Reproduce verbatim the stretch of the data from the line containing "Task: annotate the green grass blade." through the end of the data.

* [Extracted records]
● ● ●
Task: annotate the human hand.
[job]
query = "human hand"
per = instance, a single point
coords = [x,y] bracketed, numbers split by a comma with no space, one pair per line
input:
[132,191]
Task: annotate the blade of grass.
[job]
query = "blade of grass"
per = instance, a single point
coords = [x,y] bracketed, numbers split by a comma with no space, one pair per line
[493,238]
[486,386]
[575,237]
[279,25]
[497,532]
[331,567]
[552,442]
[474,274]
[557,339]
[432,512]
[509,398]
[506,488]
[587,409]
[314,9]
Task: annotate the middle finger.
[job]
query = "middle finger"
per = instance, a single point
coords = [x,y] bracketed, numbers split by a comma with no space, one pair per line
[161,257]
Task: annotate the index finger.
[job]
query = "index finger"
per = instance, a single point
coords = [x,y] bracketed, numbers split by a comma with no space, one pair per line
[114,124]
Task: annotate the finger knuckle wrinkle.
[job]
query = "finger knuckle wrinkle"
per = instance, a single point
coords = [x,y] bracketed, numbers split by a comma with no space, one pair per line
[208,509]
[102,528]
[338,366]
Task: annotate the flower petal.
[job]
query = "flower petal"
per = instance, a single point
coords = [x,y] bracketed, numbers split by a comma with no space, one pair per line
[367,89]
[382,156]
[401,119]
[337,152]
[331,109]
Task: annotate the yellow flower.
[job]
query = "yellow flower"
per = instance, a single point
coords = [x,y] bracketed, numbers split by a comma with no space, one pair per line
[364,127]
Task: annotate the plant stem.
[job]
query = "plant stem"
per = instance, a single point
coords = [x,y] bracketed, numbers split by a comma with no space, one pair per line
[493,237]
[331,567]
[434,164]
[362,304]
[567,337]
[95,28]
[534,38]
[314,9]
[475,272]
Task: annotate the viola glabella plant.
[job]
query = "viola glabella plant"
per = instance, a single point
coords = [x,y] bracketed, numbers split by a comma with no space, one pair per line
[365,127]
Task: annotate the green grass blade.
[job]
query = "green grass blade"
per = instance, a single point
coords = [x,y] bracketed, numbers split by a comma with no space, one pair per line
● ● ●
* [Solution to this task]
Task: annotate the green grass blade.
[job]
query = "green grass blade"
per = instance, a single point
coords = [x,y] bracketed, numbers split by a comma with no space, one pair per line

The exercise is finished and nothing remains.